▸ **GOAL**: Take the line that contains "drawn like (484,28)." as the first line and the final line of the records as the last; return exactly those lines and the lines between.

[Records from a point labeling set]
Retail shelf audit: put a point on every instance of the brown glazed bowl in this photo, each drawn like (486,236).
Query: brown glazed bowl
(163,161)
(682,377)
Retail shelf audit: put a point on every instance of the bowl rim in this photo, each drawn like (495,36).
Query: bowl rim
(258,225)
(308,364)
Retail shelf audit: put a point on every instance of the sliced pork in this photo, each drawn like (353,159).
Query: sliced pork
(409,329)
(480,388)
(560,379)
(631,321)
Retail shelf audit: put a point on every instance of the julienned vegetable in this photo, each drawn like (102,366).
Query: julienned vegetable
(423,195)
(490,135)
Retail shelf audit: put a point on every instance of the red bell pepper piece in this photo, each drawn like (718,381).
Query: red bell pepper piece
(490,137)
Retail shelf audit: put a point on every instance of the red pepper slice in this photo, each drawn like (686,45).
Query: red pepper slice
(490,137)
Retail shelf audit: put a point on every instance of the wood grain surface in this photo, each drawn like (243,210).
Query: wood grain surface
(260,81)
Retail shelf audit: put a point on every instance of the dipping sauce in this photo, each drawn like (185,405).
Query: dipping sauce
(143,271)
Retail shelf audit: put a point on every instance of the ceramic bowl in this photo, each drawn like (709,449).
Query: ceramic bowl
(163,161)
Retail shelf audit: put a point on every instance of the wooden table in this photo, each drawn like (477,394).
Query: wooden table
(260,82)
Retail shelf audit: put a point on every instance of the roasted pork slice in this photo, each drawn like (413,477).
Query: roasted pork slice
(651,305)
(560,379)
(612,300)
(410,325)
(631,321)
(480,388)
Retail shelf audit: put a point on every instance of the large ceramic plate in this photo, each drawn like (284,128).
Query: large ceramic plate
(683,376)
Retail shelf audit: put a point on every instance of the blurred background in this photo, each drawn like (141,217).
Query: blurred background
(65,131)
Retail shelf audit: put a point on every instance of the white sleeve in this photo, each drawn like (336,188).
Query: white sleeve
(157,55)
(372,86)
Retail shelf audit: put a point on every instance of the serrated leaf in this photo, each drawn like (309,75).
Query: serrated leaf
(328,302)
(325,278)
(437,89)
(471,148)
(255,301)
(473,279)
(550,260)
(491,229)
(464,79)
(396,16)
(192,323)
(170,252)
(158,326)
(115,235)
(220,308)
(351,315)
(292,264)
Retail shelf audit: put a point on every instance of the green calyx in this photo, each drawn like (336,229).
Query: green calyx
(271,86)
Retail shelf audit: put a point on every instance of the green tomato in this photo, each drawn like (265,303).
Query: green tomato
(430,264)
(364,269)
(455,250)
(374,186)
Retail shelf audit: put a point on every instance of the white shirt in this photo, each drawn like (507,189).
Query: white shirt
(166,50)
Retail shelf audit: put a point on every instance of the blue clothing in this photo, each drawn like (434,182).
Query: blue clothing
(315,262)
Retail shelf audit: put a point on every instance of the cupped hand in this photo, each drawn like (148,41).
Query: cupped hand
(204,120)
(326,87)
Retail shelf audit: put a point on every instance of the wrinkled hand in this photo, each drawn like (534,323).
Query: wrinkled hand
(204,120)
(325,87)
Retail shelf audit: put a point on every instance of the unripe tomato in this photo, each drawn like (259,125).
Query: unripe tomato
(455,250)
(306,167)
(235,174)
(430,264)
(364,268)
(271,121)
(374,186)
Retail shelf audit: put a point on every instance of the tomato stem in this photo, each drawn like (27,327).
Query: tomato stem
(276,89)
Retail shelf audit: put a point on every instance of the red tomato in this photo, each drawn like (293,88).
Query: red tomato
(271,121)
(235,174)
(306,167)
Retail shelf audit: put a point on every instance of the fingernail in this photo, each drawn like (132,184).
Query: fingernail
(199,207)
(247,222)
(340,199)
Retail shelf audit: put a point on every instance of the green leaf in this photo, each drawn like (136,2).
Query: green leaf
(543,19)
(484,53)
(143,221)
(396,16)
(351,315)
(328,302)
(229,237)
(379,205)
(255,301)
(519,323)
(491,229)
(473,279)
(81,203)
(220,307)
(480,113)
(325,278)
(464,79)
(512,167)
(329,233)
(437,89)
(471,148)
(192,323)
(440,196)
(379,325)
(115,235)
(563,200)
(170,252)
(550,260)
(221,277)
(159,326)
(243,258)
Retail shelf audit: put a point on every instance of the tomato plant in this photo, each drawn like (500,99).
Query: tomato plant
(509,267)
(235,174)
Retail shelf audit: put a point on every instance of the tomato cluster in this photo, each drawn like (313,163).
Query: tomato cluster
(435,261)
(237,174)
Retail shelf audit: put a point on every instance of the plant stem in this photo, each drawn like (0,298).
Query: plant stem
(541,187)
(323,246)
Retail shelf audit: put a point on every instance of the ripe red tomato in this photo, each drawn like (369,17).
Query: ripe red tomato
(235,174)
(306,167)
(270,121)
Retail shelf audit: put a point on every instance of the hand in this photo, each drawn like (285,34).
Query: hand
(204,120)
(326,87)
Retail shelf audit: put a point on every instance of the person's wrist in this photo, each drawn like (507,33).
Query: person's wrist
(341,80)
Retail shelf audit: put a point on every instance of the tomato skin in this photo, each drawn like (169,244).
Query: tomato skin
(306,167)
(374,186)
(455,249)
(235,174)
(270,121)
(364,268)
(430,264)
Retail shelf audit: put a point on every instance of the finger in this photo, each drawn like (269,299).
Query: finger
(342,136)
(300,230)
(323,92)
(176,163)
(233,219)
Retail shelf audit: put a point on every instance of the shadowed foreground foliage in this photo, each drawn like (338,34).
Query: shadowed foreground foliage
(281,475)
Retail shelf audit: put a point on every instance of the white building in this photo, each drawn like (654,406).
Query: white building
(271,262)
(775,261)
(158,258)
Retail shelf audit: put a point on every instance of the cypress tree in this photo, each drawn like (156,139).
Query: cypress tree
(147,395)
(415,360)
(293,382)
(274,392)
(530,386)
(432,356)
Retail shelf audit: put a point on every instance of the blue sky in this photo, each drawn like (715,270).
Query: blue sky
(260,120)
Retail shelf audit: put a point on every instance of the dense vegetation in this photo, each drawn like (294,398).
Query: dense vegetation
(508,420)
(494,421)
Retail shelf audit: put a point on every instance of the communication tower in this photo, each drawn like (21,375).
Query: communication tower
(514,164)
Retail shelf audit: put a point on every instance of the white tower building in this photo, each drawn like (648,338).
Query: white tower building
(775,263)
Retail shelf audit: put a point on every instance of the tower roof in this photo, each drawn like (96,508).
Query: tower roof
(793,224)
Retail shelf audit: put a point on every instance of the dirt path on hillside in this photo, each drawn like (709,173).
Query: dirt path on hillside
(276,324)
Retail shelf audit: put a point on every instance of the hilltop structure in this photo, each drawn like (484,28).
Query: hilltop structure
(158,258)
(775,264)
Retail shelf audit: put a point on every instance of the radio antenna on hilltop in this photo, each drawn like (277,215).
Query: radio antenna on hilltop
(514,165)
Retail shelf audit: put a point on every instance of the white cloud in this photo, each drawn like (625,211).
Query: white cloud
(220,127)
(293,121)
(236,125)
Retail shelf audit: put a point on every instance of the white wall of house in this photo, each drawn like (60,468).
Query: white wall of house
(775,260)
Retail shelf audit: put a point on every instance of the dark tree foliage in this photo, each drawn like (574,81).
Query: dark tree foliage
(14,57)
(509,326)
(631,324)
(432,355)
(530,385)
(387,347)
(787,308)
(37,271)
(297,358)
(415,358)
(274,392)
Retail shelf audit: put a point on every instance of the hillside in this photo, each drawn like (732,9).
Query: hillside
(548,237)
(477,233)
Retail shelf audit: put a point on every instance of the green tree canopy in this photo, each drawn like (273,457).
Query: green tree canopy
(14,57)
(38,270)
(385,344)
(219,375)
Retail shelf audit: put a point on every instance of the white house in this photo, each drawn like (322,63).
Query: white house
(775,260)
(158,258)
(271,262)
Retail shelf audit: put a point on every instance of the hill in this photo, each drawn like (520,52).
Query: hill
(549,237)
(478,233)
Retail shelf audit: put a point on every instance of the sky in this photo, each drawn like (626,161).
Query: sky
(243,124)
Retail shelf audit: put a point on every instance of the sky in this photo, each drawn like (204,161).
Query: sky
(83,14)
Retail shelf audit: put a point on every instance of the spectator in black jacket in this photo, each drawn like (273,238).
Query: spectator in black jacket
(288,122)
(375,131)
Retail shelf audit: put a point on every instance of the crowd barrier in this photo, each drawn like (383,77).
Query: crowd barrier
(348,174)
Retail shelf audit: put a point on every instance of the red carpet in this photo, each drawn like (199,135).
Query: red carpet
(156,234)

▸ **TASK RESPONSE**:
Retail shelf audit: put a point on every instance of the hilltop structure in this photo, each drawn like (484,28).
Query: hilltop structure
(158,258)
(775,264)
Retail shelf audit: put a point on every instance of the radio antenna on hilltop in this photo, each drawn like (277,215).
Query: radio antenna on hilltop
(514,165)
Retail shelf audit: put a point on every instance of the white cloud in this photo, each drawn like (625,211).
Query: white cloud
(220,127)
(293,121)
(236,125)
Retail shelf audit: put a point on every instance of the white wall of house in this photo, each drawn like (60,468).
Query: white wall of house
(775,260)
Retail shelf audit: put a point on every instance of the dark tree foliage in this photo, each drawn like (574,81).
Query: dark tree foliage
(14,57)
(509,326)
(631,324)
(432,355)
(530,385)
(387,347)
(787,308)
(37,271)
(297,358)
(415,358)
(274,392)
Retail shelf audit: put a point on every instance of the hillside in this photo, each drawn like (732,9).
Query: hillside
(548,237)
(477,233)
Retail shelf audit: put a point on every instance of the green tree canopy in this photo, each drawn like (273,457).
Query: green tree canopy
(14,57)
(38,270)
(385,344)
(219,375)
Retail shelf audit: put a point on every instance of the white house in this photo, each drawn like (322,63).
Query: white house
(775,260)
(158,258)
(271,262)
Retail shelf audit: put a point on every instance of the hill in this photo, each drawn like (520,52).
Query: hill
(549,237)
(478,233)
Retail shelf audit: put a point on every instance of the sky in this photo, each drawn like (626,161).
Query: sky
(243,124)
Retail shelf audit: put a point on every instance of the sky in this photo, each drawn like (204,161).
Query: sky
(83,14)
Retail shelf audit: put a point on every instance of the spectator in black jacket in this photo, each drawn like (273,238).
Query: spectator in black jacket
(288,122)
(375,131)
Retail shelf audit: put a point on every instance of the crowd barrier in this photo, each drawn like (383,77).
Query: crowd barrier
(348,174)
Retail shelf audit: put a point on every instance of the red carpet in this photo, each drawn like (199,135).
Query: red carpet
(156,234)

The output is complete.